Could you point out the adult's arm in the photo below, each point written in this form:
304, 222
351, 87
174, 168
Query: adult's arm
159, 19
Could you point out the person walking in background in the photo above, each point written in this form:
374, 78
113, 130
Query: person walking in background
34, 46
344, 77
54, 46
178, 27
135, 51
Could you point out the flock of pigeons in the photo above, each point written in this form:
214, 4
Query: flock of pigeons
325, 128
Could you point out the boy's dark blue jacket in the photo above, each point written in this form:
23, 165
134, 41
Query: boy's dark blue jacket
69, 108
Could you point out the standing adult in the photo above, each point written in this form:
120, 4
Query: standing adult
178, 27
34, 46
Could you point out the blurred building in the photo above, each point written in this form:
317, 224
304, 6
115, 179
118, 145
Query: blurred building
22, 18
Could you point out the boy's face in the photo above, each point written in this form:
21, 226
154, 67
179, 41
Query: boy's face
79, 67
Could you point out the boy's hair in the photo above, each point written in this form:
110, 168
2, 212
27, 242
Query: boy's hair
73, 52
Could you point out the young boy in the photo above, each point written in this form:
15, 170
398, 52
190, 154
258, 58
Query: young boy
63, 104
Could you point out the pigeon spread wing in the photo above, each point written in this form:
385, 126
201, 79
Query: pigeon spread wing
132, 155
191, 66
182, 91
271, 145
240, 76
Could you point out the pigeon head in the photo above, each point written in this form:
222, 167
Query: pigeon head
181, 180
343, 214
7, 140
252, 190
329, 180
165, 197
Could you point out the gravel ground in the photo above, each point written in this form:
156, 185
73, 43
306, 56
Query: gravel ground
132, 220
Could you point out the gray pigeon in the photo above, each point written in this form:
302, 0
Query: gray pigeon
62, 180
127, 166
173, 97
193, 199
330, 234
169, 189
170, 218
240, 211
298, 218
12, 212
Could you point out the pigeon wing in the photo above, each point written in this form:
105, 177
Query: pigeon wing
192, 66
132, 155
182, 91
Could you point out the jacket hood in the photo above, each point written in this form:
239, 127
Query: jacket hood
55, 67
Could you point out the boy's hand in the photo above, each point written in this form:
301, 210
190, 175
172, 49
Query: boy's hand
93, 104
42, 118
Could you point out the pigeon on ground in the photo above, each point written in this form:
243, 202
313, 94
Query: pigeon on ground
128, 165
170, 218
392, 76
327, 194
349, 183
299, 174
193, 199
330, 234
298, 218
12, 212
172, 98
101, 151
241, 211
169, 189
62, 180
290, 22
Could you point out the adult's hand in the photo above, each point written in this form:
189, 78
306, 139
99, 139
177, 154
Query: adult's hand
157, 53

▸ Work instruction
Repeat back all of the material, character for character.

▸ Solved exercise
Could you point out the adult's arm in the photo below, each point written in this form:
304, 222
351, 87
174, 168
Query: adult's arm
159, 19
Could you point out the person walking in background in the photo above, each point written in this form:
374, 78
113, 130
Query: person walking in background
34, 46
344, 77
54, 46
178, 27
135, 51
Could you point out the flock of pigeons in the photo above, each point written in this form:
214, 4
Query: flock of pigeons
325, 128
Could you point out the boy's dark blue jacket in the photo above, each point written in this form:
23, 165
134, 41
Query: boy's dark blue jacket
69, 108
Could you point out the standing adult in the photo above, each point written in this form:
120, 4
Query: standing adult
178, 27
34, 46
Could you point out the blurred building in the photo above, each point written in this form:
317, 224
304, 6
115, 179
118, 145
Query: blurred building
22, 18
Could you point out the boy's face in the photo above, each point written in this form:
21, 226
154, 67
179, 41
Query: boy's face
79, 67
Could you point out the boy's hair in the photo above, each point written in this form:
110, 168
2, 212
27, 242
Query: boy's hair
73, 52
Could you point out the young boy in the photo above, each point written in this form:
15, 170
398, 52
190, 154
258, 58
Query: young boy
63, 104
Could you point out the pigeon spread wing in the photo above, each point written in this form:
385, 126
201, 79
Query: pigeon spread wing
132, 155
191, 66
182, 91
271, 145
240, 76
Could you point out the pigeon head in the photo above, each point written in this form:
222, 167
Query: pigeon head
181, 180
343, 214
7, 140
252, 190
329, 180
165, 197
Could you point out the gravel ground in the photo above, each point written in this form:
156, 185
73, 43
306, 56
Query: gravel ground
132, 220
Could you point out the gray pigeon in the photo above, each point written in this form:
302, 0
Query: gray pigeon
62, 180
127, 166
173, 97
193, 199
330, 234
169, 189
170, 218
240, 211
298, 218
12, 212
Could you point out the pigeon wing in the photo above, each point written in this form:
105, 177
Query: pigeon wing
192, 66
132, 155
182, 91
Could you point out the jacket hood in the photo above, each point written in this form:
239, 127
Query: jacket hood
55, 67
Could you point out the boy's hand in the photo above, each point written in this form:
301, 210
190, 175
172, 49
Query: boy's hand
93, 104
42, 118
Could you point out the pigeon on ground in the photo above, each point written in this form:
243, 202
313, 94
Query: pigeon on ground
128, 165
170, 218
392, 76
327, 194
349, 183
299, 174
193, 199
330, 234
298, 218
12, 212
172, 98
101, 151
241, 211
169, 189
62, 180
290, 22
Could you point out the adult's hand in the photo above, each point written in this form:
189, 78
306, 139
99, 139
177, 154
Query: adult's hand
157, 53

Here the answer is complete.